──────── Material to process ────────

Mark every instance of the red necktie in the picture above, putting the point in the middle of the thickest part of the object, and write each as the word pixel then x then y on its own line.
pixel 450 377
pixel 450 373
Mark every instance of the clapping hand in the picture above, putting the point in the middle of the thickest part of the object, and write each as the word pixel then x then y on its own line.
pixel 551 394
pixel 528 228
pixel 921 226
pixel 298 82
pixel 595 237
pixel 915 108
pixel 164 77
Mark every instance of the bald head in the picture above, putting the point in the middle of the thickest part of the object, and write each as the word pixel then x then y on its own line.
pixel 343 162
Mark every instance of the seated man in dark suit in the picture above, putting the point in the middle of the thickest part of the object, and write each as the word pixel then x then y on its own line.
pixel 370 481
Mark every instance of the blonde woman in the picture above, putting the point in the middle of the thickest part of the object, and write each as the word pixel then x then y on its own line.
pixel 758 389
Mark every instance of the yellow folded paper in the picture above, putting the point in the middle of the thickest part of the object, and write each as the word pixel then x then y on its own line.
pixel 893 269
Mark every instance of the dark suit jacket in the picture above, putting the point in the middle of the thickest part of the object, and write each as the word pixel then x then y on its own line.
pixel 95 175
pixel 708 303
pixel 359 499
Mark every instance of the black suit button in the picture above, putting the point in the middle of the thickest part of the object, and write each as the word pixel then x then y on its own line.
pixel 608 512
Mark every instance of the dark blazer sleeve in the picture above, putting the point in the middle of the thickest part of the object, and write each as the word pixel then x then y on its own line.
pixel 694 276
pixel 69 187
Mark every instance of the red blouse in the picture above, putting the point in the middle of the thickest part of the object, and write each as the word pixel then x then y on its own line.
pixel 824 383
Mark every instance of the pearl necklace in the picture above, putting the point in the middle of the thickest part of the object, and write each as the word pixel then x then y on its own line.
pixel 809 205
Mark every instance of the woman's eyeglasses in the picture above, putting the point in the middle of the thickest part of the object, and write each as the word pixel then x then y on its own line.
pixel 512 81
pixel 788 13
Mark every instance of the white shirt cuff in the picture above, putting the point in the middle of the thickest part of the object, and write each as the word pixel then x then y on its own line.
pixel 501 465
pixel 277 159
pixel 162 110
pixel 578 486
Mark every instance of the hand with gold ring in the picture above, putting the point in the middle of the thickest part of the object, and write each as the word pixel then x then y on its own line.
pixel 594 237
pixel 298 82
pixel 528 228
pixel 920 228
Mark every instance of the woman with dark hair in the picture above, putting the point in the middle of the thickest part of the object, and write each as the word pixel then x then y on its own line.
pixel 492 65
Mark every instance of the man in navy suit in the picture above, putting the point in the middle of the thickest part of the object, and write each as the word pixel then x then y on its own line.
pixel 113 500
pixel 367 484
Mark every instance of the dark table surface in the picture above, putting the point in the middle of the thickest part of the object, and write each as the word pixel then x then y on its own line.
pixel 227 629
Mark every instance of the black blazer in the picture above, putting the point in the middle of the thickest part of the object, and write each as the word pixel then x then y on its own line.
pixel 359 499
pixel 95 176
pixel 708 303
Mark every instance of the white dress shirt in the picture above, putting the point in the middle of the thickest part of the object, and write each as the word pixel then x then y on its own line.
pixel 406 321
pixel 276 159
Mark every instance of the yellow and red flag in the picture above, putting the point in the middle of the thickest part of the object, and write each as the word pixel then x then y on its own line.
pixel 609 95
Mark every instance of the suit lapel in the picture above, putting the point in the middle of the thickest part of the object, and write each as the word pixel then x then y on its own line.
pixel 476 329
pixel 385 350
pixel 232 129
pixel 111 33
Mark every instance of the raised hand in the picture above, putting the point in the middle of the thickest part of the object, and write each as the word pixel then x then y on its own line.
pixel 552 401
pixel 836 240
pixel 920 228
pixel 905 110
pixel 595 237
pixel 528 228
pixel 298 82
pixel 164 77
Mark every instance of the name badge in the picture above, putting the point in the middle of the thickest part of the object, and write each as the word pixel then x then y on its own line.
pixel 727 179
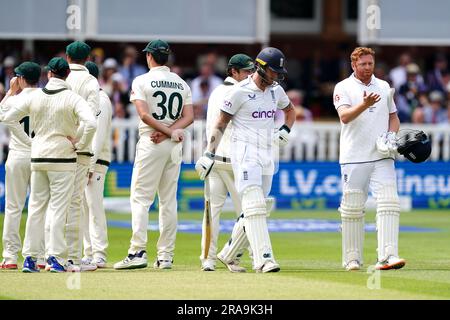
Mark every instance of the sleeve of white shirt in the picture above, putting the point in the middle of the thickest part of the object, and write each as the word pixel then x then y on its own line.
pixel 101 132
pixel 93 98
pixel 84 113
pixel 188 95
pixel 283 100
pixel 11 118
pixel 391 101
pixel 137 90
pixel 231 103
pixel 340 96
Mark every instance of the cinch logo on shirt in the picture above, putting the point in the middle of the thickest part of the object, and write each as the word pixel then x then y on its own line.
pixel 263 114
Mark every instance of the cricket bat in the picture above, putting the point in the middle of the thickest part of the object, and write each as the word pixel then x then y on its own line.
pixel 207 220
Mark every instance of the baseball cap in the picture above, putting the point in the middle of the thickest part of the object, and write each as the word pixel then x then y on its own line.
pixel 157 46
pixel 412 68
pixel 78 50
pixel 29 70
pixel 241 61
pixel 110 63
pixel 58 66
pixel 436 96
pixel 92 67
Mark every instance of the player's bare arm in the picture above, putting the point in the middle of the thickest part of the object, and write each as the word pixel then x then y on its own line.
pixel 147 118
pixel 186 119
pixel 219 129
pixel 349 113
pixel 289 115
pixel 394 122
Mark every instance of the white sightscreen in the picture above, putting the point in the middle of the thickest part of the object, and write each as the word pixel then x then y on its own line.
pixel 243 21
pixel 404 22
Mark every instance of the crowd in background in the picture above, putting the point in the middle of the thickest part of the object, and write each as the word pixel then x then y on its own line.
pixel 422 94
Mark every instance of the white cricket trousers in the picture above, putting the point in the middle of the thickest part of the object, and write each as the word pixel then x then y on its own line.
pixel 156 169
pixel 17 179
pixel 221 182
pixel 95 231
pixel 74 233
pixel 49 200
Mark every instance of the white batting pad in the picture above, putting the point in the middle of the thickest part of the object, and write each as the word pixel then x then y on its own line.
pixel 352 216
pixel 258 236
pixel 234 247
pixel 269 205
pixel 388 222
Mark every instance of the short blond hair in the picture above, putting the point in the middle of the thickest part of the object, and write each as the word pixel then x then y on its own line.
pixel 361 51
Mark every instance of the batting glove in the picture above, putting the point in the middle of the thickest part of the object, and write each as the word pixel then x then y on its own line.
pixel 281 137
pixel 391 141
pixel 177 135
pixel 204 165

────────

### Exercise directions:
Without including the pictures, return each record above exactly as it stands.

### Task solution:
Mark every instance of the red necktie in the picture above, putting the point in the middle of the thickest part of the object, and write each as the word pixel then x then y on its own line.
pixel 450 377
pixel 450 373
Mark every instance of the clapping hand in the picture above, putting the point in the middle of the thickest part of the object, and write each as the word pixel then x then y on its own line.
pixel 551 394
pixel 528 228
pixel 921 226
pixel 298 82
pixel 595 237
pixel 915 108
pixel 164 77
Mark every instance of the bald head in the picture above, putting the point in the middle of the thickest part of the object, and write each as the word pixel then x then y on its own line.
pixel 343 162
Mark every instance of the seated man in dark suit in the picture above, putting the point in the middle of the thickest part of the object, and write each as the word pixel then x then y on its own line.
pixel 370 481
Mark every instance of the blonde woman in the picture above, putting the point in the middle of the thickest part of the object, and write each as the word pixel then x then y on its own line.
pixel 758 389
Mark every instance of the yellow folded paper in the picture above, putting the point in the middle of the thickest part of the object, and write each as the word pixel then x then y on its own line.
pixel 893 269
Mark every instance of the dark suit jacket in the picture above, putting the point in the middle of the thickest part of the object, and write each as the word pixel then x then y on its own line.
pixel 95 175
pixel 708 303
pixel 359 499
Mark every instance of the black suit button in the picture above, putting the point in the middle of the thickest part of the object, and write each as the word pixel then x then y on its own line.
pixel 608 512
Mark every instance of the dark blazer sleeve in the picture above, putting the point in the middle of the thickest part of the object, and write each as the word pixel then x then y on its own line.
pixel 694 276
pixel 69 187
Mark every instance of the red blouse in the picture above, putting the point in the middle of the thickest part of the object, and write each as the word pixel then x then y on its own line.
pixel 824 383
Mark every instance of the pearl necklace in the picture above, putting the point in the middle of the thickest part of the object, and write each as the word pixel then x then y on its own line.
pixel 809 205
Mark every instance of the woman's eyeglasses in the picture above, putting the point in the middle of the thickest part of the object, and write each as the word pixel then x then y on its own line.
pixel 512 81
pixel 788 13
Mark every instance of the white shirt cuff in the picture above, putting the point in the middle of the thickest part of the object, and write each as the word pixel then x then y on its own line.
pixel 501 465
pixel 277 159
pixel 162 110
pixel 578 486
Mark every instance of the hand with gold ring in the picture above, putting the point in the middle of the thickest part of the object, and write each as the word pixel then x then y on its own line.
pixel 594 237
pixel 298 82
pixel 528 228
pixel 920 228
Mark every instance of the woman with dark hair in the picture above, putting the point in the middle of the thickest part of the object, and write each as the word pixel then x then y on its own line.
pixel 492 65
Mark every instance of the man in navy suit in the picture above, putting the point in the middle of the thickest part of the object, and write each as the word pixel then x then y on its own line.
pixel 113 500
pixel 367 484
Mark every instance of the dark table surface in the picture above, putting the point in the middle of the thickest part of the object, and write each as the word pixel then x then y on its own line.
pixel 227 629
Mark every instance of the black blazer in the picture above, putting the point in the middle of the thickest part of the object, and write each as the word pixel then x then y on its own line.
pixel 359 499
pixel 95 176
pixel 708 303
Mark every instance of the white dress shirt in the picture above, putting the point in the middle of the thickest part of the object, and write each as the word pixel then x then y on its own line.
pixel 406 321
pixel 276 159
Mark every instance of the yellow and red flag in the picture above, putting the point in the middle of the thickest part of the object, and write each as the word pixel then x then y on its own line.
pixel 609 95
Mark every instance of the suit lapel in the picture above, putting the point in the middle of the thickest part of the object, and write each as the word pixel then x then y on its own line.
pixel 476 329
pixel 385 350
pixel 232 129
pixel 111 33
Mark every instance of the raised hand in the picture above, putting the point in the middle of the thickest part of the object, and write each as the word pixel then x then y on its own line.
pixel 552 401
pixel 836 240
pixel 920 228
pixel 905 110
pixel 595 237
pixel 528 228
pixel 298 82
pixel 164 77
Mark every instance of the name badge in the picture above, putting the point in the middle of the thickest part of the object, and write each as the word pixel then x then y on its own line.
pixel 727 179
Mark every instance of the sleeve of white shirt in the picture above, putting the point in the middle of the thickest part of the object, and write each as the word pixel then x then y on its own line.
pixel 101 132
pixel 93 98
pixel 84 113
pixel 188 95
pixel 283 100
pixel 11 118
pixel 391 101
pixel 137 90
pixel 231 103
pixel 340 96
Mark every instance of the cinch logo on shirt in the picture above, putting the point in the middle of the thickest part of the object, and write each as the word pixel then x then y on its own line.
pixel 263 114
Mark every instance of the cricket bat in the picture above, putting the point in the middle of the thickest part of the object, and write each as the word pixel then x then y on its own line.
pixel 207 220
Mark every instance of the baseball cap in the picture above, putting the point in the middle of the thickest part of the object, and write each as the word pixel then x then y on its own line.
pixel 157 46
pixel 412 68
pixel 78 50
pixel 29 70
pixel 241 61
pixel 110 63
pixel 58 66
pixel 436 96
pixel 92 67
Mark every instance of the player's bare arm in the picture above, putting the point in the middle of the thickest part of the object, and write each as the word pixel then x then y on its own line.
pixel 147 118
pixel 186 119
pixel 219 129
pixel 349 113
pixel 289 115
pixel 394 122
Mark every instance of the white sightscreen in the picture above, putting the point in the middle of the thickest part of the object, and write each as the word pixel then x then y on its own line.
pixel 243 21
pixel 404 22
Mark every instance of the crowd in background in the picture above, putting the point in the middle of the thickest part of the object, and write each as the word pixel then x then y on its own line.
pixel 422 94
Mark every instance of the white cricket trousers in the picture above, putting the point in the middle of the thickest part of the object, and write each as the word pixel then x then y on its own line.
pixel 156 169
pixel 17 179
pixel 221 182
pixel 95 231
pixel 74 233
pixel 49 200
Mark every instance of the white batting pad in the picture above, putting the point in the middle of the thickest part of the object, and write each as the word pixel then x then y on its own line.
pixel 352 216
pixel 258 236
pixel 234 247
pixel 269 205
pixel 388 222
Mark every instance of the short blond hair in the picture above, putting the point in the middle of the thickest part of the object, and write each as the word pixel then x then y on its own line.
pixel 361 51
Mark every instance of the batting glove in the picture above, putting the point in the middle of the thickest part of the object, and write each as the word pixel then x then y on its own line.
pixel 281 137
pixel 391 141
pixel 177 135
pixel 204 165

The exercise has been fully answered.